- TASK INSTRUCTIONS:
From the listing below, copy each line that holds "lancer".

(INPUT)

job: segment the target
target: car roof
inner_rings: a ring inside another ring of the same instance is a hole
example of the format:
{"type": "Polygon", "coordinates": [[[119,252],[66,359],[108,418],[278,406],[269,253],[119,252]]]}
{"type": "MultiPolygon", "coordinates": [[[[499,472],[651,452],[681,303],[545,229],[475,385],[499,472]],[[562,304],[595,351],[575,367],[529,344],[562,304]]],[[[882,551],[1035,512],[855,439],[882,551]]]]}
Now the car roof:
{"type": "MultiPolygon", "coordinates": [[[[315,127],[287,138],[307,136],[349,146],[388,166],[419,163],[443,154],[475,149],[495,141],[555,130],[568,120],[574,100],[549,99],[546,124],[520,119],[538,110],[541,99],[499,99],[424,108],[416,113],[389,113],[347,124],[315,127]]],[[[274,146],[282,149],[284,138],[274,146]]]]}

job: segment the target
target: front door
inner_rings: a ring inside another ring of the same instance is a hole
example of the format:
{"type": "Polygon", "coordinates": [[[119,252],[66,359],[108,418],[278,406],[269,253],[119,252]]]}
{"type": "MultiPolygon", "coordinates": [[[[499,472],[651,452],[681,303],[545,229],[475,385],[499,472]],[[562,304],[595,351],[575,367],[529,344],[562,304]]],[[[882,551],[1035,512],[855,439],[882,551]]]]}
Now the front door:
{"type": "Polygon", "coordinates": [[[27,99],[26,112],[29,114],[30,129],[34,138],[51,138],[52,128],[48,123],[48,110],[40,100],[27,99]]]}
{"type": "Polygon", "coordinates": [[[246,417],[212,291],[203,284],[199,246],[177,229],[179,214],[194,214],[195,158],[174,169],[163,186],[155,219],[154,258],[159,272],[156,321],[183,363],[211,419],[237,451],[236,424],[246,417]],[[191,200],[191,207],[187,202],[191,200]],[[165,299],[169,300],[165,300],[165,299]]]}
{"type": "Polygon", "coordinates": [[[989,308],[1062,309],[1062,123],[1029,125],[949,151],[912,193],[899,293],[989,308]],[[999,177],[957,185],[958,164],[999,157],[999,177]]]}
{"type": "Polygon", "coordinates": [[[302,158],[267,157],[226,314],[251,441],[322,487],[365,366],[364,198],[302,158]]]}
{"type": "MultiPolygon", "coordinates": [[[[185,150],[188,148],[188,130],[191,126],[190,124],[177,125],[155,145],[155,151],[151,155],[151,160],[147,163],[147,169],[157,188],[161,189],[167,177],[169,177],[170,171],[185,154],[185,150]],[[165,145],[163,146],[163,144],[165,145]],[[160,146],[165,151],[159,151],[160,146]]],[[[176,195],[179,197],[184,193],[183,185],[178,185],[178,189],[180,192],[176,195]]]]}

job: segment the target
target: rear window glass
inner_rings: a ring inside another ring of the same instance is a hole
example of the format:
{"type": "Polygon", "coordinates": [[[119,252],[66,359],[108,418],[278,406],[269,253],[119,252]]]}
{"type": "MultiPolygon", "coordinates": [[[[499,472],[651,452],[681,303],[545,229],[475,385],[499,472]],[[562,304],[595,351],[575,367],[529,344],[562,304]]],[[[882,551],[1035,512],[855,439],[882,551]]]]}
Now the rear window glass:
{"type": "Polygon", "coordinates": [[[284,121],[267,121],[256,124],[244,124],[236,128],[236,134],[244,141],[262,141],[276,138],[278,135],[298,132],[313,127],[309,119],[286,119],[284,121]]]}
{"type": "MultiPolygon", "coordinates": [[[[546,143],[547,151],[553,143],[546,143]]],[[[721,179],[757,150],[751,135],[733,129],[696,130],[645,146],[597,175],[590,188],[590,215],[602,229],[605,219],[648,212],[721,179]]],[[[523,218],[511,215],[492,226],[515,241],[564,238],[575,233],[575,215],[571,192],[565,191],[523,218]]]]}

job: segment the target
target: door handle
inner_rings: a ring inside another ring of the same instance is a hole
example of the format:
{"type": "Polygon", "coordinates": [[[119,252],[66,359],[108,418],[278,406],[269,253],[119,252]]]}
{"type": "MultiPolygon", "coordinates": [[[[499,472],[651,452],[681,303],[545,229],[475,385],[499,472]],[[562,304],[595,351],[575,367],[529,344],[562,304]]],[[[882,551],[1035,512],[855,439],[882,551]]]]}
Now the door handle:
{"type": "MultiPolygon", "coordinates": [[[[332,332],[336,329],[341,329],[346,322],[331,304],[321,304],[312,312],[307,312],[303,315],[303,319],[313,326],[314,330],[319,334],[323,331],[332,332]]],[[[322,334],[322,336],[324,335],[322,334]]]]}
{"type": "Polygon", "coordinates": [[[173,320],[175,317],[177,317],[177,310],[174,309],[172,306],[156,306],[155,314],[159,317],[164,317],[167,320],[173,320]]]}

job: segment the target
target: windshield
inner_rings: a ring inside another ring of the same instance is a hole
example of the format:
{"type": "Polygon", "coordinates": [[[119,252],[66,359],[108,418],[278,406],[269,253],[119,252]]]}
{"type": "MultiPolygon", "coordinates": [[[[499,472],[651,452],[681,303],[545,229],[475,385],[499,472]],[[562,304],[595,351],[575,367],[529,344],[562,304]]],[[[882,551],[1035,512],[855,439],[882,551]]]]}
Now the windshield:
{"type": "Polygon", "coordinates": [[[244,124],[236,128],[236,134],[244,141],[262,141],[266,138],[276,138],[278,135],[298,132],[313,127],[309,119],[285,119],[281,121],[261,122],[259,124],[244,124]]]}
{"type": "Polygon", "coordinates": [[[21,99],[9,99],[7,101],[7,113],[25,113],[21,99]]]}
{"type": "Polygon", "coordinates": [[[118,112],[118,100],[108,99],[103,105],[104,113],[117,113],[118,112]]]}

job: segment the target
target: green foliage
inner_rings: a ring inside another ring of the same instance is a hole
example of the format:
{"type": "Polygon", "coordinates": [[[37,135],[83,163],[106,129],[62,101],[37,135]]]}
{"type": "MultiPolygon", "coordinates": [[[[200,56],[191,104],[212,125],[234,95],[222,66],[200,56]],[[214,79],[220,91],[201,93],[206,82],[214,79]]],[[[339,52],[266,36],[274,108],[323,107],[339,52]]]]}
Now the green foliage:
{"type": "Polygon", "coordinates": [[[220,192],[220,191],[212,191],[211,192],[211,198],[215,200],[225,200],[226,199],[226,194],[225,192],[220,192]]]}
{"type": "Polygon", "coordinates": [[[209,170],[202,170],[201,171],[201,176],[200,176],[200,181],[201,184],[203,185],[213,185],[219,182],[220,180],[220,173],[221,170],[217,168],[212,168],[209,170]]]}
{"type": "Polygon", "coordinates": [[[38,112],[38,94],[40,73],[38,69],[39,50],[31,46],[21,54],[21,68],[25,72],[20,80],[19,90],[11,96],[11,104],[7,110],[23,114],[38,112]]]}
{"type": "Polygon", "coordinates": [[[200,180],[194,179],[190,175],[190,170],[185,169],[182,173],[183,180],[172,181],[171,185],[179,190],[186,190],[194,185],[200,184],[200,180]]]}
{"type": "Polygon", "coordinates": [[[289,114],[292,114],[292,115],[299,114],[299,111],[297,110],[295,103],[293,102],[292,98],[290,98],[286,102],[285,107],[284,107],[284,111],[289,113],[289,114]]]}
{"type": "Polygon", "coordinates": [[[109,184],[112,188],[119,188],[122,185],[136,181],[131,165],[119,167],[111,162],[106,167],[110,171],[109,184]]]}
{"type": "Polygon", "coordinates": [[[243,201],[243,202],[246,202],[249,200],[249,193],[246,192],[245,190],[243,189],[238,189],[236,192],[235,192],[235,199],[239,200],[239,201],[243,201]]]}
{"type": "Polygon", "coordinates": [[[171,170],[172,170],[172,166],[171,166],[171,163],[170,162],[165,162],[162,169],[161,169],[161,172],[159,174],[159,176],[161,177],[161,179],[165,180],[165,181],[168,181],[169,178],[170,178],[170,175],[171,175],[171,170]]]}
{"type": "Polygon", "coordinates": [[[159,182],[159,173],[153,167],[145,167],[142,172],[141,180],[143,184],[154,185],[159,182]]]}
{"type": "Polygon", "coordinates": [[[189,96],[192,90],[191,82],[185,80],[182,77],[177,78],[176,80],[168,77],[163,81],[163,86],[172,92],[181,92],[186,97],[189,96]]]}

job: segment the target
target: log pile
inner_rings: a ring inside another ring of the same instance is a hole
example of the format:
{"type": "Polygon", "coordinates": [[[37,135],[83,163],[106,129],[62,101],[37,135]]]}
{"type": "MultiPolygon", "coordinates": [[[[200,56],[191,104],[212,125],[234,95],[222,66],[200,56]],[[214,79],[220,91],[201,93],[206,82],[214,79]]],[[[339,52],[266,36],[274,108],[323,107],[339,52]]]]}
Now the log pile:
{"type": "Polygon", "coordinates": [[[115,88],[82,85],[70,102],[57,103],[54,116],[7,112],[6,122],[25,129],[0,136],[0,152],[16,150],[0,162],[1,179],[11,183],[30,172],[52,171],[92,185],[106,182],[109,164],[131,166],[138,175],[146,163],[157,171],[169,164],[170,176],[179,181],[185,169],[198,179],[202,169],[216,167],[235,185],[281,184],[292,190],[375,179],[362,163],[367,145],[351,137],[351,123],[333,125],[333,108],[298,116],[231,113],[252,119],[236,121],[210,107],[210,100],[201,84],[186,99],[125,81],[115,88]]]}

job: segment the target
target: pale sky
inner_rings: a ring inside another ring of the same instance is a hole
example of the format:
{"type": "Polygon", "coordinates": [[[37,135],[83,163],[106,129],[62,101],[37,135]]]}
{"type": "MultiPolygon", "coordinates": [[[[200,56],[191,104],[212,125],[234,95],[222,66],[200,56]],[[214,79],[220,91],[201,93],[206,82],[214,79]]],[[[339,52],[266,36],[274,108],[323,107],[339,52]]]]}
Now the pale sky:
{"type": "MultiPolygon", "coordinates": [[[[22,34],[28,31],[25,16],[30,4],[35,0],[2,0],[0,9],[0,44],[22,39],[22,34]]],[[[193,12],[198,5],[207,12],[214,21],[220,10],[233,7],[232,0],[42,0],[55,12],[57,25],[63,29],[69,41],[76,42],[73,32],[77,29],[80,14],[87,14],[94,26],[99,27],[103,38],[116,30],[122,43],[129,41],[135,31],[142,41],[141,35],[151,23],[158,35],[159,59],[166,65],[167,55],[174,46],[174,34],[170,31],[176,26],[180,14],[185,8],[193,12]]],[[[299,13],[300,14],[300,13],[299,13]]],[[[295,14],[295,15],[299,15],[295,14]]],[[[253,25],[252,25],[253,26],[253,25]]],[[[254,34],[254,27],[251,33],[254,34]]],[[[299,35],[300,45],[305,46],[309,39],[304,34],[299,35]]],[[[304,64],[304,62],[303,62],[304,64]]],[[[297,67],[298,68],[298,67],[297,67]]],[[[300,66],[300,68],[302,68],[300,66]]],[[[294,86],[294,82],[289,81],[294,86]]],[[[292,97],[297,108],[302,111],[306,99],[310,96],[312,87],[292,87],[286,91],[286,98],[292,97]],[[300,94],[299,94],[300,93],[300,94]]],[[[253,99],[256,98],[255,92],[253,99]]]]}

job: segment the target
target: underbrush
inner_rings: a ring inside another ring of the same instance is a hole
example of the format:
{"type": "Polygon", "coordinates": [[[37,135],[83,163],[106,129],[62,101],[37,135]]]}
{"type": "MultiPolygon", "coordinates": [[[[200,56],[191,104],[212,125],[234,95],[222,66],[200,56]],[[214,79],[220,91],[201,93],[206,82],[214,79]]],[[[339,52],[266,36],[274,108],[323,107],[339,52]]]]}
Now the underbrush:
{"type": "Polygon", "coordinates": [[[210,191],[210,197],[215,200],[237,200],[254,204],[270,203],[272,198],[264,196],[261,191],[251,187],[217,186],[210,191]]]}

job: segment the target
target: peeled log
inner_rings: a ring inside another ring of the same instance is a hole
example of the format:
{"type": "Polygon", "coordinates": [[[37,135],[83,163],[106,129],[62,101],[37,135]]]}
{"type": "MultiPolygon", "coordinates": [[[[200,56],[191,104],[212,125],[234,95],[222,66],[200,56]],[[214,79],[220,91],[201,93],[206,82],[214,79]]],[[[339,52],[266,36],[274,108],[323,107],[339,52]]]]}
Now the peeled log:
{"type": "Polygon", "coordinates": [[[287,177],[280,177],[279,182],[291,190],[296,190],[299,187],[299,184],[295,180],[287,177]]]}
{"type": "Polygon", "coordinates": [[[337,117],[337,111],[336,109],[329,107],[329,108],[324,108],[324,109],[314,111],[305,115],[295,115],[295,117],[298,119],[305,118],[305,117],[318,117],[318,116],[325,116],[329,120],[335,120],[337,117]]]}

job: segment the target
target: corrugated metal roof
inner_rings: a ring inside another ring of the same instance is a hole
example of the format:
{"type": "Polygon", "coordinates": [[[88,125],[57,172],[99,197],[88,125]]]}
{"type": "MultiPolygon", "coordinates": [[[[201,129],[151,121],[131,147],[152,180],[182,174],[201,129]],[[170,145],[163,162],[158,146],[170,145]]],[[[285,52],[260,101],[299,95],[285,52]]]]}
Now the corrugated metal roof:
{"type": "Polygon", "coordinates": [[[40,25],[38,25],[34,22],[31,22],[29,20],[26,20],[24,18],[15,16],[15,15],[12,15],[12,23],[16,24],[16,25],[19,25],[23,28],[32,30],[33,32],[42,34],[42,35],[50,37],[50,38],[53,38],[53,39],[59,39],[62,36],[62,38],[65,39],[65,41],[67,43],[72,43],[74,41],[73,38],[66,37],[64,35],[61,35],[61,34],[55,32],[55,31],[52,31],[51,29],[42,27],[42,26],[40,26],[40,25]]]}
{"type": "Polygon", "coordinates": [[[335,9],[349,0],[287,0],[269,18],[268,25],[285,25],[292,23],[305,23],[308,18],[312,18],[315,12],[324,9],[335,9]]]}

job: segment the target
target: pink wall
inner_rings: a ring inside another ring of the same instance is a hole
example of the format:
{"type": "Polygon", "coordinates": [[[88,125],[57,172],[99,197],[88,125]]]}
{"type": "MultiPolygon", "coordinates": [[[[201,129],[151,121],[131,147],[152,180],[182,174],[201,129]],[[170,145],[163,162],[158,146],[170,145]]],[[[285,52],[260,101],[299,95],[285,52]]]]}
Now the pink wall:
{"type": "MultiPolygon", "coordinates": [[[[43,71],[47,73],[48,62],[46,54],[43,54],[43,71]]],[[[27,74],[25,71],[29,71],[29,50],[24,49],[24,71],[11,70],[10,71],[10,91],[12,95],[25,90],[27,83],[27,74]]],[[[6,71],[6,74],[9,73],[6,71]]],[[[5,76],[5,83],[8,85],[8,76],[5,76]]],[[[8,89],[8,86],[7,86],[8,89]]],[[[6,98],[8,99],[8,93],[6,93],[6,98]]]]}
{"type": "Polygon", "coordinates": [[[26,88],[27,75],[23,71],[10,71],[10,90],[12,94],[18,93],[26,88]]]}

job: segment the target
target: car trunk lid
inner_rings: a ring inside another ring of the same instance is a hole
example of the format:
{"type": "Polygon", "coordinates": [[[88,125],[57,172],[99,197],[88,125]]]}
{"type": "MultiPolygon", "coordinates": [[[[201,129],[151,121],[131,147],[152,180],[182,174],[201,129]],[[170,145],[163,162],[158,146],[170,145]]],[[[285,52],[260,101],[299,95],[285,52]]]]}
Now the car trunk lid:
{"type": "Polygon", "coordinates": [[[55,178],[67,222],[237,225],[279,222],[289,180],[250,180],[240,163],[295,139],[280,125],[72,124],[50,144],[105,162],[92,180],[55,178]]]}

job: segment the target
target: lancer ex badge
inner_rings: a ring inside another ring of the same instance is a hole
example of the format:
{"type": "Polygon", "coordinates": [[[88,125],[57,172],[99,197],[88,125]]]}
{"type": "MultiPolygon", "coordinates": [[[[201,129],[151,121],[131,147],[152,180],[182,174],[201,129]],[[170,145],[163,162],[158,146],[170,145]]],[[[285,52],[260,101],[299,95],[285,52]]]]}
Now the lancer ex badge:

(End INPUT)

- ANSWER FOR THE TASK:
target: lancer ex badge
Now the lancer ex badge:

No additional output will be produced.